[Begin TEXT EXTRACT]
2. Conversations in horse-related forums should be horse-related.
The forums are a wonderful source of information and support for members of the horse community. While it’s understandably tempting to share information or search for input on other topics upon which members might have a similar level of knowledge, members must maintain the focus on horses.

3. Keep conversations productive, on topic and civil.
Discussion and disagreement are inevitable and encouraged; personal insults, diatribes and sniping comments are unproductive and unacceptable. Whether a subject is light-hearted or serious, keep posts focused on the current topic and of general interest to other participants of that thread. Utilize the private message feature or personal email where appropriate to address side topics or personal issues not related to the topic at large.

4. No advertising in the discussion forums.
Posts in the discussion forums directly or indirectly advertising horses, jobs, items or services for sale or wanted will be removed at the discretion of the moderators. Use of the private messaging feature or email addresses obtained through users’ profiles for unsolicited advertising is not permitted.

Company representatives may participate in discussions and answer questions about their products or services, or suggest their products on recent threads if they fulfill the criteria of a query. False "testimonials" provided by company affiliates posing as general consumers are not appropriate, and self-promotion of sales, ad campaigns, etc. through the discussion forums is not allowed.

Paid advertising is available on our classifieds site and through the purchase of banner ads. The tightly monitored Giveaways forum permits free listings of genuinely free horses and items available or wanted (on a limited basis). Items offered for trade are not allowed.

Advertising Policy Specifics
When in doubt of whether something you want to post constitutes advertising, please contact a moderator privately in advance for further clarification. Refer to the following points for general guidelines:

Horses – Only general discussion about the buying, leasing, selling and pricing of horses is permitted. If the post contains, or links to, the type of specific information typically found in a sales or wanted ad, and it’s related to a horse for sale, regardless of who’s selling it, it doesn’t belong in the discussion forums.

Stallions – Board members may ask for suggestions on breeding stallion recommendations. Stallion owners may reply to such queries by suggesting their own stallions, only if their horse fits the specific criteria of the original poster. Excessive promotion of a stallion by its owner or related parties is not permitted and will be addressed at the discretion of the moderators.
[End TEXT EXTRACT]
**DIRECTIONS FOR THIS TASK:** Copy the forum rules from the words "3. Keep conversations" through the words "is not permitted.", substituting "administrators" for "moderators".
[Begin GIVEN ENTRIES]
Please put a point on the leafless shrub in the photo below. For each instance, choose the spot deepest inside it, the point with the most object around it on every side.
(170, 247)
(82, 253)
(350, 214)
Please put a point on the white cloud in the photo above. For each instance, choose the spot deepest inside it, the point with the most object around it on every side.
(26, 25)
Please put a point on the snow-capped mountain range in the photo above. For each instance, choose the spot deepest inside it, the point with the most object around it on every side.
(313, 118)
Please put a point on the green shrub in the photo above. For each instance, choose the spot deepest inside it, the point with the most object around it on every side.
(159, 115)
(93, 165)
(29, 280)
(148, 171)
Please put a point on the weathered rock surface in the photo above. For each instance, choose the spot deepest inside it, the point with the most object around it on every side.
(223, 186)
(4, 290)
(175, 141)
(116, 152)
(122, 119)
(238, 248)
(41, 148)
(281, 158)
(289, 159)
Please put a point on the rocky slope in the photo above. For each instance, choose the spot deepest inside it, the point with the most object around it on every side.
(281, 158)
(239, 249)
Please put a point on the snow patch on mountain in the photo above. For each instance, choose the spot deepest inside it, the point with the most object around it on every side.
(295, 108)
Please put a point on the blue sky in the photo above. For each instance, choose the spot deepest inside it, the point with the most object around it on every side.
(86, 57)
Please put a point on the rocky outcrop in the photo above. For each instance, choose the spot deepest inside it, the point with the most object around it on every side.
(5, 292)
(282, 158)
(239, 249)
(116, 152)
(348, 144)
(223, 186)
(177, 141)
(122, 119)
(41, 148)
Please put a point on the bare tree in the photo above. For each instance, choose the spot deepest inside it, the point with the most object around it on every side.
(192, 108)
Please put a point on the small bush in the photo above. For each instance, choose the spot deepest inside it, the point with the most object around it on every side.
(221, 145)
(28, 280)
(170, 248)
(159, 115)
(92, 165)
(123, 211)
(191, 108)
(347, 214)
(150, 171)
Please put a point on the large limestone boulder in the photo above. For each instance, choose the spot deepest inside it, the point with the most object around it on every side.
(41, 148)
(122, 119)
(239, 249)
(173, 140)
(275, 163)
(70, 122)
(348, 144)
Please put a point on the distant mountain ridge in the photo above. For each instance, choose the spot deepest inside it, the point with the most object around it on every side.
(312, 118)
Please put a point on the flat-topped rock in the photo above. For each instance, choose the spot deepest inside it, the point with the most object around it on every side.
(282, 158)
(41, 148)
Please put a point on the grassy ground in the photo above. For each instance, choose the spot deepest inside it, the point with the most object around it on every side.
[End GIVEN ENTRIES]
**IN RESPONSE:**
3. Keep conversations productive, on topic and civil.
Discussion and disagreement are inevitable and encouraged; personal insults, diatribes and sniping comments are unproductive and unacceptable. Whether a subject is light-hearted or serious, keep posts focused on the current topic and of general interest to other participants of that thread. Utilize the private message feature or personal email where appropriate to address side topics or personal issues not related to the topic at large.

4. No advertising in the discussion forums.
Posts in the discussion forums directly or indirectly advertising horses, jobs, items or services for sale or wanted will be removed at the discretion of the administrators. Use of the private messaging feature or email addresses obtained through users’ profiles for unsolicited advertising is not permitted.